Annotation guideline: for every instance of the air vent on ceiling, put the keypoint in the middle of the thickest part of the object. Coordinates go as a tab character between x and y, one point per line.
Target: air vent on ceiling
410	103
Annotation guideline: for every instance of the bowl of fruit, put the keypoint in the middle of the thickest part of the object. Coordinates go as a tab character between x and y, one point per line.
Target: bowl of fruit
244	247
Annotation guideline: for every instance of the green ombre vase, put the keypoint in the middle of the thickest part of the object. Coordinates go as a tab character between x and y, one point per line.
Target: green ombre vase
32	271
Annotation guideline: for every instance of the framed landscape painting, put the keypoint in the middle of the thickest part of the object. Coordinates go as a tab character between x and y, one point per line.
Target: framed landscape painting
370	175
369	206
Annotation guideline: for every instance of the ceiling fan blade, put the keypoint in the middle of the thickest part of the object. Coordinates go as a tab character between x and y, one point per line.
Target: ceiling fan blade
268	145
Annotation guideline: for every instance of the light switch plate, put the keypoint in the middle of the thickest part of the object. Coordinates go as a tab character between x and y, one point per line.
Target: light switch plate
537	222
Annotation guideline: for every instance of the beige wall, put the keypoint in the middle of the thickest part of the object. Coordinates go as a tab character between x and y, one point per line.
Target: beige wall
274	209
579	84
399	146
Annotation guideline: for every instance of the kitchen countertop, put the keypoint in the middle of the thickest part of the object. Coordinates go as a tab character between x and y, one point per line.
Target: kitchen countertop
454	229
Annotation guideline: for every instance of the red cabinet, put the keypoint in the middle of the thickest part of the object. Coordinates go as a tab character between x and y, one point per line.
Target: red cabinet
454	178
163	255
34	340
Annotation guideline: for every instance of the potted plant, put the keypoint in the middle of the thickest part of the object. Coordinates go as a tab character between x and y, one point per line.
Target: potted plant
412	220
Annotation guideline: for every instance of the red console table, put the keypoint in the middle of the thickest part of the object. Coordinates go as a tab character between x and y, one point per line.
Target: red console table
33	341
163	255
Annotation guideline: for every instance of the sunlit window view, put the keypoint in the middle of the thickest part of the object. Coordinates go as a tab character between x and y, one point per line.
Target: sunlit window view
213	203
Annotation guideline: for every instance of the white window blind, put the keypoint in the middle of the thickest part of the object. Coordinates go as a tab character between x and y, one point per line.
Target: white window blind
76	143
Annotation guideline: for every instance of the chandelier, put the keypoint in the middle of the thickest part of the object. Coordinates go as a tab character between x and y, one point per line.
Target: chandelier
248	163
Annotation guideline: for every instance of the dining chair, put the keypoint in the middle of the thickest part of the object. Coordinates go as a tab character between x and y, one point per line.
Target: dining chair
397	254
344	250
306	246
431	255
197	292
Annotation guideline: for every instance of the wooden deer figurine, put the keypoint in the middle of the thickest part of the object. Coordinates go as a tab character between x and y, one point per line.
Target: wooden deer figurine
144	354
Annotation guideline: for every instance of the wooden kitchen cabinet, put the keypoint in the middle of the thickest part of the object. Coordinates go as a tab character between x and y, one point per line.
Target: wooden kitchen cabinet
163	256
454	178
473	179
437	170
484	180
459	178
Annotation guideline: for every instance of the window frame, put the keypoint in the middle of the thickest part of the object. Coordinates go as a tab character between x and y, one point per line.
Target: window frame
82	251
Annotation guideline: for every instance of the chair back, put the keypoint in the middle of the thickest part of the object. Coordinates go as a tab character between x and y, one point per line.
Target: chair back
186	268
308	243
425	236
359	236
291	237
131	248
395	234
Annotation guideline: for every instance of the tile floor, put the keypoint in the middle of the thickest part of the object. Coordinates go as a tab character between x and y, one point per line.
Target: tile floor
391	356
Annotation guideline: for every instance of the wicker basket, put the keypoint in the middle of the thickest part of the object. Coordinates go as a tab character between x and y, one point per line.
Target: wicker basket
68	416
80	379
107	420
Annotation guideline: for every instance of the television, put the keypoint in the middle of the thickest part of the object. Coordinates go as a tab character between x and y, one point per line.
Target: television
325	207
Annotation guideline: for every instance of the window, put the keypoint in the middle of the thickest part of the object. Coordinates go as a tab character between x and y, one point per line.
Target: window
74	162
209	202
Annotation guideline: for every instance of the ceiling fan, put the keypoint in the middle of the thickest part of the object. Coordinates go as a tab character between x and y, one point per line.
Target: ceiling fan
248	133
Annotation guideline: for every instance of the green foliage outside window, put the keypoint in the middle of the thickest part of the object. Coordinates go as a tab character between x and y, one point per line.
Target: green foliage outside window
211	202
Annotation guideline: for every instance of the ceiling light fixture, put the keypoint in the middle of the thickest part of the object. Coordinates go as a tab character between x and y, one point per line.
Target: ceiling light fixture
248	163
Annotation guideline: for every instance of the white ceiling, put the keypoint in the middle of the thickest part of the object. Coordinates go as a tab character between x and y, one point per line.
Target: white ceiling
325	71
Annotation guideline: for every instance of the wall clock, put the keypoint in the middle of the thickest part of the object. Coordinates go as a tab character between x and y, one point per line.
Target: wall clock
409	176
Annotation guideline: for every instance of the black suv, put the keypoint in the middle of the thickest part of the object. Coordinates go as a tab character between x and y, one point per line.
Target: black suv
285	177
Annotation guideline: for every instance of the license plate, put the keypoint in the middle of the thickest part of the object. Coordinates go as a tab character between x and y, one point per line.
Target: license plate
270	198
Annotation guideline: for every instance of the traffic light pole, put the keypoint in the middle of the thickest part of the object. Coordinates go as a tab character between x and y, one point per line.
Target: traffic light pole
=======
Description of the task:
Quote every one of the lines above word for word, with nothing added, dropped, or changed.

Task answer:
Annotation guideline: for every instance of the air vent on ceiling, put the keypoint in the middle of the thickest part of the object. Coordinates go as a tab character between x and y, one point per line.
Target: air vent on ceiling
410	103
Annotation guideline: for every instance of the bowl of fruit, put the keypoint in the middle of the thickest part of the object. Coordinates go as a tab character between x and y, one point per line.
Target: bowl of fruit
244	247
Annotation guideline: for every instance of the green ombre vase, put the keypoint in the middle of the thickest part of the object. Coordinates go as a tab character between x and y, one point per line.
Target: green ombre vase
32	271
Annotation guideline: for every instance of the framed landscape painting, put the keypoint in the middle of the thickest part of the object. Coordinates go as a tab character between x and y, one point per line.
Target: framed landscape painting
370	175
369	206
Annotation guideline: for every instance of the ceiling fan blade, put the keypoint in the middle of the thickest part of the object. Coordinates go as a tab character between x and y, one point per line.
Target: ceiling fan blade
268	145
Annotation guideline: for every instance of the light switch plate, put the keypoint in the middle of the thickest part of the object. Coordinates go as a tab character between x and y, one point per line.
Target: light switch plate
537	222
Annotation guideline: for every instance of the beige wall, put the keypoint in the middle of the thickest part of the object. Coordinates go as a tab character between x and y, one point per line.
Target: beige wall
274	209
579	84
399	146
Annotation guideline: for every instance of the kitchen countertop, put the keypoint in the middle of the thickest part of the object. Coordinates go as a tab character between x and y, one point per line.
Target: kitchen countertop
454	229
Annotation guideline: for every instance of the red cabinet, put the keypoint in the middle of the thickest part of the object. Coordinates go as a tab character between x and y, one point per line.
Target: red cabinet
454	178
163	255
34	340
Annotation guideline: for every instance of the potted plant, put the keypoint in the middle of the thickest part of the object. Coordinates go as a tab character between x and y, one point per line.
Target: potted plant
412	220
Annotation guideline: for every instance of the red console table, put the keypoint in the middle of the thickest part of the object. Coordinates go as a tab character between x and y, one point per line.
Target: red console table
33	341
163	255
Annotation guideline: for every instance of the sunlit window view, put the keypoint in the middle of the thickest part of the object. Coordinates go as a tab character between x and y, one point per line.
Target: sunlit window view
213	203
Annotation guideline: for every instance of the white window blind, put the keypoint in the middle of the thickest part of the object. Coordinates go as a tab character between x and y, one point per line.
Target: white window blind
76	143
Annotation guideline: for every instance of the chandelier, put the keypoint in the middle of the thickest part of the object. Coordinates go as a tab character between x and y, one point per line.
Target: chandelier
248	163
Annotation guideline: for every instance of the dining chair, put the keypoint in the middle of the thickest part of the object. Coordinates go as a tab character between x and y, one point per line.
Target: dining chair
397	254
344	250
306	246
431	255
197	292
Annotation guideline: for every instance of the wooden deer figurine, put the keypoint in the middle of the thickest part of the object. Coordinates go as a tab character between x and y, one point per line.
Target: wooden deer figurine
144	354
Annotation guideline: for every instance of the wooden kitchen cabinet, put the keypoint in the middle of the thickest part of the object. Coordinates go as a tab character between x and y, one point per line.
Target: wooden kitchen cabinet
163	256
454	178
473	179
437	170
484	180
459	178
Annotation guideline: for every instance of the window frame, put the keypoint in the middle of the thickest part of the object. Coordinates go as a tab character between x and y, one point per line.
Target: window frame
82	251
Annotation guideline: for every instance of the chair back, put the keypoint in the middle of the thickest part of the object. Coordinates go as a tab character between x and y, one point per line.
Target: chair back
186	268
308	243
425	236
359	236
291	237
131	248
395	234
Annotation guideline: for every instance of the tile floor, put the keypoint in the middle of the thickest part of the object. Coordinates go as a tab character between x and y, one point per line.
Target: tile floor
391	356
Annotation guideline: for every instance of the wicker basket, put the keypoint in the middle of the thickest part of the object. Coordinates go as a tab character between x and y, one point per line.
Target: wicker basket
68	416
80	379
107	420
Annotation guideline: for every instance of the television, put the keypoint in the middle of the thickest part of the object. Coordinates go as a tab character between x and y, one point per line.
Target: television
325	207
Annotation guideline: for every instance of the window, put the keypoint in the middle of the thickest part of the object. Coordinates go as a tab character between x and y, one point per line.
Target: window
74	162
209	202
Annotation guideline: for every instance of the ceiling fan, put the keypoint in the middle of the thickest part of the object. Coordinates go as a tab character between x and y, one point per line.
Target: ceiling fan
248	133
Annotation guideline: for every instance of the green foliage outside window, put the keypoint in the middle of the thickest part of the object. Coordinates go as a tab character between x and y, one point per line.
Target: green foliage outside window
211	202
Annotation guideline: for every instance of the ceiling light fixture, put the keypoint in the middle of the thickest part of the object. Coordinates go as a tab character between x and y, one point per line.
Target: ceiling light fixture
248	163
Annotation guideline: for every instance of the white ceiling, put the keypoint in the middle of the thickest part of the object. Coordinates go as a tab character between x and y, one point per line.
Target: white ceiling
325	71
Annotation guideline: for every instance of the wall clock, put the keypoint in the middle of the thickest part of the object. Coordinates go as a tab character between x and y, one point per line.
Target: wall clock
409	176
Annotation guideline: for every instance of the black suv, put the keypoint in the middle of the thickest part of the object. Coordinates go as a tab character between x and y, one point per line.
Target: black suv
285	177
Annotation guideline: for every instance of the license plate, put the keypoint in the middle of the thickest part of the object. Coordinates go as a tab character between x and y, one point per line.
Target: license plate
270	198
Annotation guideline: for every instance of the traffic light pole, put the keypoint in the middle of the thickest part of the object. Coordinates go as a tab character between x and y, one point per line.
Target: traffic light pole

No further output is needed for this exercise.